Data entries =
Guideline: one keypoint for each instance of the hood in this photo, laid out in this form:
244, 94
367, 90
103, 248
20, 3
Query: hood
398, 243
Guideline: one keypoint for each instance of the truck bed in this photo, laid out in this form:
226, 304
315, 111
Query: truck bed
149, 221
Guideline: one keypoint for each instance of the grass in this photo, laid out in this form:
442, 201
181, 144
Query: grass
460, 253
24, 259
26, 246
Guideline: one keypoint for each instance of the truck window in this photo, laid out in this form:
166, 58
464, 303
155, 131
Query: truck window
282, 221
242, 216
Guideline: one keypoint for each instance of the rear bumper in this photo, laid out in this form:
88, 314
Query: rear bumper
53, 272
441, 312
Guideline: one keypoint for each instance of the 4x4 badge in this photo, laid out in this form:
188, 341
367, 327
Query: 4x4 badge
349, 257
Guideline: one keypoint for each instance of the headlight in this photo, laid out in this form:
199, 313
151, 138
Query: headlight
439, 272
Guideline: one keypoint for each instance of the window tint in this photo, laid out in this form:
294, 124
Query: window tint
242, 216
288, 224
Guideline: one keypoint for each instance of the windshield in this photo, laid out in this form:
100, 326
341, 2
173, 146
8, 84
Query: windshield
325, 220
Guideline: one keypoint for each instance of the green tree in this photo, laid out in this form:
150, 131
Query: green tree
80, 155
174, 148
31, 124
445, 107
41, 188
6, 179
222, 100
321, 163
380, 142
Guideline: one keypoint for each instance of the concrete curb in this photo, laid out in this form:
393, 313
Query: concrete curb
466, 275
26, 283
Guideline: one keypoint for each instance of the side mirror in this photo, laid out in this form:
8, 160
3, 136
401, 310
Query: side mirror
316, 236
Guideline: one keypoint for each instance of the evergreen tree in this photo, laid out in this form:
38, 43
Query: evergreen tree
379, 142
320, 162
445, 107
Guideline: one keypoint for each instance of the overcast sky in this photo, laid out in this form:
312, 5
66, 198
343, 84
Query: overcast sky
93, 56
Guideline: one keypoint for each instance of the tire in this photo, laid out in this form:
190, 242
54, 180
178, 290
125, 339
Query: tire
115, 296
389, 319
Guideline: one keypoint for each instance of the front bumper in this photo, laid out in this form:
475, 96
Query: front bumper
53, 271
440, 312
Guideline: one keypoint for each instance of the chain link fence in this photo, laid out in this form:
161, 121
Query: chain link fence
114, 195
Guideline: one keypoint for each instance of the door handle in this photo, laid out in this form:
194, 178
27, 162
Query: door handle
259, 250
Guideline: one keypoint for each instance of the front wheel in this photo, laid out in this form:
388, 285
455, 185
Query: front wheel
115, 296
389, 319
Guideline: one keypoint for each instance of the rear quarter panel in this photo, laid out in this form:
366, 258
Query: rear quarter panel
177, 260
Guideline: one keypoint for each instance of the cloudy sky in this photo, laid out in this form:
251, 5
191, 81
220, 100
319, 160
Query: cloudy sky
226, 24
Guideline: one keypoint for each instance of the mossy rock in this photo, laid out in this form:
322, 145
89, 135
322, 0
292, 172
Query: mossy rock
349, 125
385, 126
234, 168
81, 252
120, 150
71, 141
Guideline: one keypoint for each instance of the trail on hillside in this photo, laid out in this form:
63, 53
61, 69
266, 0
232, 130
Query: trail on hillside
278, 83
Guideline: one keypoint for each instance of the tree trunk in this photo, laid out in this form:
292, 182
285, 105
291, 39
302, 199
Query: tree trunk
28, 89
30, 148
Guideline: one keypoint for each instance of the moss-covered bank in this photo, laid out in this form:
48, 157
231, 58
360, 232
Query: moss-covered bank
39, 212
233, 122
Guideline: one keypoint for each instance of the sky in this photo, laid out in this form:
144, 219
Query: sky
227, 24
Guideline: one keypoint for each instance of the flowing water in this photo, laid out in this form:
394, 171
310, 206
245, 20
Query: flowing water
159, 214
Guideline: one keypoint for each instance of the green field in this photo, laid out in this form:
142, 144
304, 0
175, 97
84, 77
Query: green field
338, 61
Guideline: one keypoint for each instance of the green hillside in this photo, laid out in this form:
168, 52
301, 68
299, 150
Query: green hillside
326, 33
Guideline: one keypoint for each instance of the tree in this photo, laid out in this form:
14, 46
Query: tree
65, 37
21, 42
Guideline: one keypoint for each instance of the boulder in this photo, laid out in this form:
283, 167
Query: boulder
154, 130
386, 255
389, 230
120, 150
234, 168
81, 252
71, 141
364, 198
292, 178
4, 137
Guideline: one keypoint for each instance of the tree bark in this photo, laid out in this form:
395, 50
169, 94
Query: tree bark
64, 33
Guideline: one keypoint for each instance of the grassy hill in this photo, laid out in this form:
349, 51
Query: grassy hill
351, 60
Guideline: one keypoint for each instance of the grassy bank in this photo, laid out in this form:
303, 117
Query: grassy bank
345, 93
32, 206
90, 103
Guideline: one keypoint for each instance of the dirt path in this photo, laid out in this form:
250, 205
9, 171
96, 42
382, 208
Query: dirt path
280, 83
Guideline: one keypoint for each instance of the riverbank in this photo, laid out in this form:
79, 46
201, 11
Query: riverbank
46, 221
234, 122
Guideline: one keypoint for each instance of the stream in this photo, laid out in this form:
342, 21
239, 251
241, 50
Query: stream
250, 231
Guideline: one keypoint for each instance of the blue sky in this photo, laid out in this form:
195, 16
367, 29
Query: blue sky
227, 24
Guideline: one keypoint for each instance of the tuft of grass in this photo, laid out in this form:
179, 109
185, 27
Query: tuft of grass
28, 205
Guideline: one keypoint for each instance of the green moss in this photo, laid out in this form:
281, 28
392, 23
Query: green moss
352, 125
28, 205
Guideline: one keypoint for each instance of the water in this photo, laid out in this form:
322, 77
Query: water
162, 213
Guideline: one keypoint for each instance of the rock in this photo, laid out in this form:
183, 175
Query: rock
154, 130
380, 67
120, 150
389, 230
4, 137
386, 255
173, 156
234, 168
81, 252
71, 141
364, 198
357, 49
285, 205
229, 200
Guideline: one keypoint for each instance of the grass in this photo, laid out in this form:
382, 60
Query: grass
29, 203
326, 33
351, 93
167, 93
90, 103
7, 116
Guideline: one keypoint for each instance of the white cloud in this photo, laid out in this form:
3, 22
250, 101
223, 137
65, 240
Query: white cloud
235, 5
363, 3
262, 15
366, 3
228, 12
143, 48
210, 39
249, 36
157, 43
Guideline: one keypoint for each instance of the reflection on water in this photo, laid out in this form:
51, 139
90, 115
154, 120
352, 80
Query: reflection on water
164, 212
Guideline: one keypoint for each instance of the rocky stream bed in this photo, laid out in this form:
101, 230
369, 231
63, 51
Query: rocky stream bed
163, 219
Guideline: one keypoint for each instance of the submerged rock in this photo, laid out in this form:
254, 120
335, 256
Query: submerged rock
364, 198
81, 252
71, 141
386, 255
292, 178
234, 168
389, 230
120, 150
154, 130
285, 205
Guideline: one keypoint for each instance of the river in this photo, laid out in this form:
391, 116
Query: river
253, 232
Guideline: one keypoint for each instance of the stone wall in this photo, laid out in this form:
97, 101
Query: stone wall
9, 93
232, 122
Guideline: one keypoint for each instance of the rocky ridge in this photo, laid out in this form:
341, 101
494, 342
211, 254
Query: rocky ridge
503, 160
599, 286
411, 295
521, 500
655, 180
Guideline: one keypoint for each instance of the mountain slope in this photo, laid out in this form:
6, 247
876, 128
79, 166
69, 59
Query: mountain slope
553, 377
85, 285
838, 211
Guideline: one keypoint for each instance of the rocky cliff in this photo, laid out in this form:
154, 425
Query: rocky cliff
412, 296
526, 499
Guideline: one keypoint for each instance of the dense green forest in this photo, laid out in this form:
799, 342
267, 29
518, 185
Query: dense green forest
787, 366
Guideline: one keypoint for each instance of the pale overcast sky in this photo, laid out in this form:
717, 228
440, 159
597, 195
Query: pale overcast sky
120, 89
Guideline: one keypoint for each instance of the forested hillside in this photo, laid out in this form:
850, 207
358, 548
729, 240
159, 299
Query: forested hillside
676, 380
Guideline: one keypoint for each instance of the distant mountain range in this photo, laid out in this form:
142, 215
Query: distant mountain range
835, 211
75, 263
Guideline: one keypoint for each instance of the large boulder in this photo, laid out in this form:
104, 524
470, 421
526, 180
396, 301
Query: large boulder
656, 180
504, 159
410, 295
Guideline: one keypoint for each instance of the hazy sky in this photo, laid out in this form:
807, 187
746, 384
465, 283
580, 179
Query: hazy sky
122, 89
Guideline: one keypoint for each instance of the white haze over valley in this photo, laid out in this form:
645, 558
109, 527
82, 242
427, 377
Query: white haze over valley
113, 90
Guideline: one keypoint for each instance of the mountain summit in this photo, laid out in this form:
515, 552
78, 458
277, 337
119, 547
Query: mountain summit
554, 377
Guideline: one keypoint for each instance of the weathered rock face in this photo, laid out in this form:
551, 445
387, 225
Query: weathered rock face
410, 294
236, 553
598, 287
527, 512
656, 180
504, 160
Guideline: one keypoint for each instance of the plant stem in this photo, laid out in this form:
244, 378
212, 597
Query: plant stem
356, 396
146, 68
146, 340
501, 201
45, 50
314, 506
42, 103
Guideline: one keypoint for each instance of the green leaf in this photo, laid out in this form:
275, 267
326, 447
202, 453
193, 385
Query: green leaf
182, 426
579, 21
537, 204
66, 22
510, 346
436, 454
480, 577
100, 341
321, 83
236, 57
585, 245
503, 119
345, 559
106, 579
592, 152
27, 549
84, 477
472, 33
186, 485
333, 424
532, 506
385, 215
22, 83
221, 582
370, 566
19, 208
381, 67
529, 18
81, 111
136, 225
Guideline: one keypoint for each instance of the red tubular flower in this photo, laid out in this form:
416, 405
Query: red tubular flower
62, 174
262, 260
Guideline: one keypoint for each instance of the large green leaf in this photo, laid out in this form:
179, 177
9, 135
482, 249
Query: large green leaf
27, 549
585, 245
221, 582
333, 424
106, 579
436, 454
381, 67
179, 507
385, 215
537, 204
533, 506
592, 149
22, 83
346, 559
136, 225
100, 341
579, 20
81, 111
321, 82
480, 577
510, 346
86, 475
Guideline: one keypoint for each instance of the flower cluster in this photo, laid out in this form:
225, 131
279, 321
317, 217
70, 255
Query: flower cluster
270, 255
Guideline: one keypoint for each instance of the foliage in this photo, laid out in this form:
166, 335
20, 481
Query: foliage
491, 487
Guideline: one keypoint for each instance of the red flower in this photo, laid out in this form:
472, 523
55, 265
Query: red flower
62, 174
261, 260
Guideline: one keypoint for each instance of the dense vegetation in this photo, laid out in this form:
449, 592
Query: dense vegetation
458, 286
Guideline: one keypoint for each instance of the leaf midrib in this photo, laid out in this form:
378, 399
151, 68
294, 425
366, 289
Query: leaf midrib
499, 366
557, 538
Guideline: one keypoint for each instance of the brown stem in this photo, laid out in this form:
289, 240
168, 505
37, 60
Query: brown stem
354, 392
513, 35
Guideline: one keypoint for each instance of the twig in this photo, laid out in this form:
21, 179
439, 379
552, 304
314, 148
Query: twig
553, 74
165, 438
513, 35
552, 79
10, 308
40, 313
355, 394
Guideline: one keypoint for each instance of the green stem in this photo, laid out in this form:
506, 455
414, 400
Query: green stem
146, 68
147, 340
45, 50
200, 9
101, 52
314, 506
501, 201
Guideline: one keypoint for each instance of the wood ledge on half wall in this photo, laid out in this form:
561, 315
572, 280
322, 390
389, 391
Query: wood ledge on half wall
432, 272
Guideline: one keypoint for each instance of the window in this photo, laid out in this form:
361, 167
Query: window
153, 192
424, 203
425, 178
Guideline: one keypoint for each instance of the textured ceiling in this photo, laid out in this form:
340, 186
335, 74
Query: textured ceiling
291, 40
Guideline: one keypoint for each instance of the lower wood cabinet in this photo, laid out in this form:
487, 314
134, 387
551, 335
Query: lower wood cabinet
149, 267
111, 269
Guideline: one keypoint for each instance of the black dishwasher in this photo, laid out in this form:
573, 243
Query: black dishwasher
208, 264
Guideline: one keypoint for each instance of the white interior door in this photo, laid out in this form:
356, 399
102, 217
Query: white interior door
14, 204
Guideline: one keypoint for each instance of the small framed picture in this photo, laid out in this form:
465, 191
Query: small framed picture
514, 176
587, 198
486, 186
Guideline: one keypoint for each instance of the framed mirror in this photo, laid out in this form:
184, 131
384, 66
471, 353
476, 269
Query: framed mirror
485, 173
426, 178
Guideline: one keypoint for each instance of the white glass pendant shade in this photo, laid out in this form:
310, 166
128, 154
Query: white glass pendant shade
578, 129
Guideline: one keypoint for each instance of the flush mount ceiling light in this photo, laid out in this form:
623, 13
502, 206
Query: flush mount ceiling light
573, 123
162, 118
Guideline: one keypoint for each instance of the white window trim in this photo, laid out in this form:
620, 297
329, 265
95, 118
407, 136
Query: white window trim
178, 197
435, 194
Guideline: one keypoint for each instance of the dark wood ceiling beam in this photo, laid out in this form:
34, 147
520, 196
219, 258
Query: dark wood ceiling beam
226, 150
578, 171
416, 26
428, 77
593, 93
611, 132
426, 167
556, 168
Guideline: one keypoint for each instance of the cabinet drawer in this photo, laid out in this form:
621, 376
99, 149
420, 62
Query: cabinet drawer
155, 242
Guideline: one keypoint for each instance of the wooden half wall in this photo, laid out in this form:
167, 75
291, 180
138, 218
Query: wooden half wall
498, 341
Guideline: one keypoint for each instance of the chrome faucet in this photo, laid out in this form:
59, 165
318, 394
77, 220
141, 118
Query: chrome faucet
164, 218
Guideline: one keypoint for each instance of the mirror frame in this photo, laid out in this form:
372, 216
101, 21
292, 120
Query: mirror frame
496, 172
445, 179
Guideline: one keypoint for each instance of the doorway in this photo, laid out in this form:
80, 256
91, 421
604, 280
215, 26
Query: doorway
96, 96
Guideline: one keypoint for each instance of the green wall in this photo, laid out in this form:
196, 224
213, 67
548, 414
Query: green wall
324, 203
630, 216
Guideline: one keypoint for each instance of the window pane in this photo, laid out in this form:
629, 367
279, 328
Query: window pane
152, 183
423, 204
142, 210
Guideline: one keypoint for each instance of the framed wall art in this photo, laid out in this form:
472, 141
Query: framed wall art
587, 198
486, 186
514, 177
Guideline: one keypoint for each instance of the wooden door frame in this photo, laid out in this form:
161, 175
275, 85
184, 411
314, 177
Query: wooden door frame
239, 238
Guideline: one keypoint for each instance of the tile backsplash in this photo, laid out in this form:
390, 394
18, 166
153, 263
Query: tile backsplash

What is expected = Retype only the lines running from the line with "Guideline: one keypoint for each instance of the white window" to the end of the listing, including both of those lines.

Answer in full =
Guideline: one keypoint for each instance of the white window trim in this photo, laid out in this form:
620, 297
329, 265
95, 118
407, 136
Query: white window trim
178, 197
435, 194
Guideline: one keypoint for each instance of the dark wood ceiling beam in this photo, laid out in this form:
34, 147
520, 196
219, 258
Query: dark wood ceiling beam
226, 150
578, 171
416, 26
428, 77
593, 93
611, 132
426, 167
556, 168
Guideline: one keypoint for each instance of the cabinet drawer in this photo, laid out in this form:
621, 376
99, 149
420, 62
Query: cabinet drawer
155, 242
Guideline: one keypoint for each instance of the wooden half wall in this photo, laid out in this form:
167, 75
291, 180
138, 218
Query: wooden half wall
498, 341
Guideline: one keypoint for each instance of the chrome faucet in this photo, laid out in this form:
59, 165
318, 394
77, 220
141, 118
Query: chrome faucet
164, 218
Guideline: one keypoint for each instance of the mirror frame in this photo, laid out in this form:
372, 216
101, 21
292, 120
Query: mirror frame
496, 172
445, 179
Guideline: one keypoint for each instance of the doorway in this photo, laid out in this form:
80, 256
91, 421
604, 280
215, 26
Query: doorway
96, 96
Guideline: one keypoint for each instance of the green wall in this photo, laid out in this form:
196, 224
213, 67
548, 414
Query: green wall
324, 203
630, 216
Guideline: one keypoint for each instance of the window pane in this photo, laid out in this form:
629, 367
279, 328
Query: window pane
152, 183
423, 204
142, 210
Guideline: one keypoint for each instance of the framed wall art in this photo, laid out in this form:
472, 141
Query: framed wall art
587, 198
486, 186
514, 177
Guideline: one keypoint for each instance of the wooden door frame in this photo, laid out in this form:
161, 175
275, 85
184, 411
314, 177
Query: wooden door frame
239, 238
Guideline: one keypoint for each instance of the tile backsplash in this photo, laid out in this form:
390, 394
18, 166
153, 263
Query: tile backsplash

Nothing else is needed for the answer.